Antes de la llegada de Armstrong, los anglicanos no tenían otro recurso nupcial que ser casados por los capitanes a bordo de algún buque inglés

El lugar fue refaccionado por un albañil de apellido Welsh, mientras la carpintería fue ejecutada por MacKenzie, Edgar & Black. Había dos guardianes (“churchwarden”) y una organista llamada Mary Robinson. Este último dato es relevante en cuanto al rol que las mujeres podían cumplir, ya en aquella época, en los oficios anglicanos, y teniendo en cuenta la importancia que el culto protestante le atribuye a la música como medio de alabanza a Dios y como recurso para potenciar la oración y la participación de la asamblea. Cuesta imaginar a una mujer organista en una iglesia católica en 1825.
-*-
TAREA A REALIZAR: ¿Qué nombres propios de personas o firmas aparecen en el fragmento sobre la iglesia anglicana?

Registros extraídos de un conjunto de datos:
-*-
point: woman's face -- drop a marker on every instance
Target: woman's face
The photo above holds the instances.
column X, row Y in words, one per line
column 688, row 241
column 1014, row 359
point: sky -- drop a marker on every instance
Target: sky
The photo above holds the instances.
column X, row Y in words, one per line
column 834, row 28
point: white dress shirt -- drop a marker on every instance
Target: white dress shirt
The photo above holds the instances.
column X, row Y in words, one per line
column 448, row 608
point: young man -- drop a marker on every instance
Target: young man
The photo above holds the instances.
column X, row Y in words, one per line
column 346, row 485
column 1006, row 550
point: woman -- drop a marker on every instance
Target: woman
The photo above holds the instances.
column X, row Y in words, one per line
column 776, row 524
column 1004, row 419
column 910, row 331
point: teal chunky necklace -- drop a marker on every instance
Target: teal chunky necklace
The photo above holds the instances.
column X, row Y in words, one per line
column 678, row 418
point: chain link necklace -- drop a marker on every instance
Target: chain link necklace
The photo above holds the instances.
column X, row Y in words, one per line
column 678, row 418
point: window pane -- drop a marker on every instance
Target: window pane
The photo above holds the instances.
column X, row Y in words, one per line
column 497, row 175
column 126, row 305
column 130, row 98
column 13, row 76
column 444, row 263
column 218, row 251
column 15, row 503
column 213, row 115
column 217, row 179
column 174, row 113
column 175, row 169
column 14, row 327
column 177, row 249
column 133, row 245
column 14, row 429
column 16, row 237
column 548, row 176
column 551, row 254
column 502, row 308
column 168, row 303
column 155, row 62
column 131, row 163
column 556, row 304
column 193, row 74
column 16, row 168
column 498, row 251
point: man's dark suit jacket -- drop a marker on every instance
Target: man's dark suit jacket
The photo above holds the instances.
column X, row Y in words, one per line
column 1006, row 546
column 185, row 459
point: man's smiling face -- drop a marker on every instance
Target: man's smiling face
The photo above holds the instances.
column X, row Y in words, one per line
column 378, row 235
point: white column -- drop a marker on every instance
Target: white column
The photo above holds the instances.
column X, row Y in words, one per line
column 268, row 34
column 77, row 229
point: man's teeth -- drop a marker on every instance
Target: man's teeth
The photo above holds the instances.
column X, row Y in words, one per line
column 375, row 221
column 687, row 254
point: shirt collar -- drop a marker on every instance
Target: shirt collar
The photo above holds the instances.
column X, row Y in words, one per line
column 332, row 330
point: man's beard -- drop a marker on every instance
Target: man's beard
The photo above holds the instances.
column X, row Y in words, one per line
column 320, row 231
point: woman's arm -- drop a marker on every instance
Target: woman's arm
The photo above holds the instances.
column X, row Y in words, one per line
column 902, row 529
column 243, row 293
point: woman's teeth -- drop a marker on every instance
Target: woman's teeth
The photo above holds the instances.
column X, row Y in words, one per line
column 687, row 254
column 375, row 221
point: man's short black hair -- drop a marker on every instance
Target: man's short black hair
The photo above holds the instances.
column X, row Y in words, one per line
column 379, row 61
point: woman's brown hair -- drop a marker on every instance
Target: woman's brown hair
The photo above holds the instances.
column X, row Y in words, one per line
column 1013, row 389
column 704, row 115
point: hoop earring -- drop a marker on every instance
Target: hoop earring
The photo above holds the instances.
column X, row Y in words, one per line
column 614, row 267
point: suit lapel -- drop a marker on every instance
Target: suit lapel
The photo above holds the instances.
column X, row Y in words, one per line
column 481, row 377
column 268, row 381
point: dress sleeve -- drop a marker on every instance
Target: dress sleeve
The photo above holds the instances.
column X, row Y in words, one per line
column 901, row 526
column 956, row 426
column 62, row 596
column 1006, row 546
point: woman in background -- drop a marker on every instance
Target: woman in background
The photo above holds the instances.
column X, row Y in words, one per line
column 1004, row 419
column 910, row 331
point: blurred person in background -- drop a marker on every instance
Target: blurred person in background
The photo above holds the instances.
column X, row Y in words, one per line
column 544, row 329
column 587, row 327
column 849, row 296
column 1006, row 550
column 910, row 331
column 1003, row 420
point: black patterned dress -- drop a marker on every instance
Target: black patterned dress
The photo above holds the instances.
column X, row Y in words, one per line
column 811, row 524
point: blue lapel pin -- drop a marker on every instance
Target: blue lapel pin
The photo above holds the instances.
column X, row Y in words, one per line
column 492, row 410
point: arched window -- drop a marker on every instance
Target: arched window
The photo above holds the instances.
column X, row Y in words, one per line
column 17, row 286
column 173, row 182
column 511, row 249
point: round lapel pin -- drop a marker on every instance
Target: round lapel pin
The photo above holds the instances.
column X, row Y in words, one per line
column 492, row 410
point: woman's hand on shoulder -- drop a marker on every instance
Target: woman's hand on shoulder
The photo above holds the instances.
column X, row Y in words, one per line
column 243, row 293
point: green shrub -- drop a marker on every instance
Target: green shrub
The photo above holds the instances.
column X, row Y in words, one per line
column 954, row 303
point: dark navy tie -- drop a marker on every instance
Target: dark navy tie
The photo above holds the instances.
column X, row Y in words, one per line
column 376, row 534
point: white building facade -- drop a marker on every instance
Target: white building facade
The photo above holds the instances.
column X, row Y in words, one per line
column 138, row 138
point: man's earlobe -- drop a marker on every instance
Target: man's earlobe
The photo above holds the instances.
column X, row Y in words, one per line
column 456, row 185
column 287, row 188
-*-
RESULTADO DEL EJERCICIO:
- Armstrong
- Welsh
- MacKenzie, Edgar & Black
- Mary Robinson